• _WHAT IS EXPECTED_: What follows is a listing to be transcribed exactly.

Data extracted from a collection
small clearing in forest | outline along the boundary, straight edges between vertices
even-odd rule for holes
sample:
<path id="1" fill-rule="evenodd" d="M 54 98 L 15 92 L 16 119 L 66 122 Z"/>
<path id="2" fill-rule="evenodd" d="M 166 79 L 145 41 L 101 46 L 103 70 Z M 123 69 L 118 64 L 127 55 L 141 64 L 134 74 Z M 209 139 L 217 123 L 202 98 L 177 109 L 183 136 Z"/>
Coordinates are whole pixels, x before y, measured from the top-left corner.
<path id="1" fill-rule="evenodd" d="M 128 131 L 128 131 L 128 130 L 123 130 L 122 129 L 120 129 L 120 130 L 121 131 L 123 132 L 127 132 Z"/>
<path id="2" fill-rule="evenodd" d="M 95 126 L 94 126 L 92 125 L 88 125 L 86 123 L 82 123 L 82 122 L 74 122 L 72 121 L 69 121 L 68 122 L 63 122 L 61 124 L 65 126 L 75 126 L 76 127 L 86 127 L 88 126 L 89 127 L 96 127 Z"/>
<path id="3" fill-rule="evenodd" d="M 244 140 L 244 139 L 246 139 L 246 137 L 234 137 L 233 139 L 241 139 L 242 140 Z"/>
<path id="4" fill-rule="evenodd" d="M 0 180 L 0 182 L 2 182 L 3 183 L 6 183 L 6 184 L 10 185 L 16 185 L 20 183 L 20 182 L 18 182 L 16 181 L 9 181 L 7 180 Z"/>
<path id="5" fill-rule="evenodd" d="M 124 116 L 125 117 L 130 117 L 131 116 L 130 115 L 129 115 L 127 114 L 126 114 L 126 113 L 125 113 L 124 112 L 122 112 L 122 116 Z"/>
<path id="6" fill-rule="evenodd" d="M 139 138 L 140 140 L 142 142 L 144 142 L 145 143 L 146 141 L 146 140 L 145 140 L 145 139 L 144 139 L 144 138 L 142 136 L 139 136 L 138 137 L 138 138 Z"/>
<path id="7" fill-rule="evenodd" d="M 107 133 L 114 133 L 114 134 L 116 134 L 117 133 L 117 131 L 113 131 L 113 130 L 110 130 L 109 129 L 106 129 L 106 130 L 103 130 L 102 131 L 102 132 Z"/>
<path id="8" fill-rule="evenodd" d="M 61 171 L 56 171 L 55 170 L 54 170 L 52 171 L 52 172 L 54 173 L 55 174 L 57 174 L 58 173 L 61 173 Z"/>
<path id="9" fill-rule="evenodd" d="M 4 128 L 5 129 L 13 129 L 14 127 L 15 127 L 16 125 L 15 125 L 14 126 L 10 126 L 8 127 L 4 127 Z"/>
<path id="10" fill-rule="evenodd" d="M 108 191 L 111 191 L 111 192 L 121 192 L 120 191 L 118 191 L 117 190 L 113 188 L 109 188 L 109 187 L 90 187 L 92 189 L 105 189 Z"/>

• _RESPONSE_:
small clearing in forest | outline along the boundary, straight edges between vertices
even-odd rule for holes
sample:
<path id="1" fill-rule="evenodd" d="M 54 98 L 15 92 L 16 119 L 66 122 Z"/>
<path id="2" fill-rule="evenodd" d="M 166 79 L 145 41 L 101 46 L 103 70 Z M 123 69 L 118 64 L 127 55 L 141 64 L 134 74 Z M 209 139 L 217 123 L 202 98 L 177 109 L 183 136 Z"/>
Coordinates are whole pixels, x before y, measured from the top-left corner.
<path id="1" fill-rule="evenodd" d="M 128 131 L 128 131 L 128 130 L 123 130 L 122 129 L 120 129 L 120 130 L 121 131 L 123 132 L 127 132 Z"/>
<path id="2" fill-rule="evenodd" d="M 95 126 L 94 126 L 92 125 L 88 125 L 86 123 L 82 123 L 82 122 L 74 122 L 72 121 L 69 121 L 68 122 L 63 122 L 61 124 L 65 126 L 75 126 L 76 127 L 86 127 L 88 126 L 89 127 L 96 127 Z"/>
<path id="3" fill-rule="evenodd" d="M 244 140 L 244 139 L 246 139 L 246 137 L 234 137 L 233 139 L 241 139 L 242 140 Z"/>
<path id="4" fill-rule="evenodd" d="M 0 180 L 0 182 L 2 182 L 3 183 L 6 183 L 6 184 L 10 185 L 16 185 L 20 183 L 20 182 L 18 182 L 16 181 L 9 181 L 7 180 Z"/>
<path id="5" fill-rule="evenodd" d="M 124 116 L 125 117 L 130 117 L 131 116 L 130 115 L 129 115 L 127 114 L 126 114 L 126 113 L 125 113 L 124 112 L 122 112 L 122 116 Z"/>
<path id="6" fill-rule="evenodd" d="M 139 138 L 140 140 L 142 142 L 144 142 L 145 143 L 146 141 L 146 140 L 145 140 L 145 139 L 144 139 L 144 138 L 142 136 L 139 136 L 138 137 L 138 138 Z"/>
<path id="7" fill-rule="evenodd" d="M 107 133 L 114 133 L 114 134 L 116 134 L 117 133 L 117 131 L 113 131 L 113 130 L 110 130 L 109 129 L 106 129 L 106 130 L 103 130 L 102 131 L 102 132 Z"/>
<path id="8" fill-rule="evenodd" d="M 61 171 L 56 171 L 55 170 L 54 170 L 52 171 L 52 172 L 54 173 L 55 174 L 57 174 L 58 173 L 61 173 Z"/>
<path id="9" fill-rule="evenodd" d="M 4 128 L 5 129 L 13 129 L 14 127 L 15 127 L 16 125 L 15 125 L 14 126 L 10 126 L 8 127 L 4 127 Z"/>
<path id="10" fill-rule="evenodd" d="M 108 191 L 111 191 L 111 192 L 121 192 L 120 191 L 118 191 L 117 190 L 113 188 L 109 188 L 109 187 L 90 187 L 92 189 L 105 189 Z"/>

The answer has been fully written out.